SOURCE RECORDS
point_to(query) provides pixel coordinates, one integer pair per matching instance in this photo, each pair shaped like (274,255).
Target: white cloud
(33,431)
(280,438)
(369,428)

TASK DESCRIPTION
An exact restatement of all the entries above is needed.

ANSWER BOX
point_to(query) provides pixel coordinates, one integer pair per matching instance in this photo, each pair shaped like (274,255).
Target: white cloud
(33,431)
(280,438)
(369,428)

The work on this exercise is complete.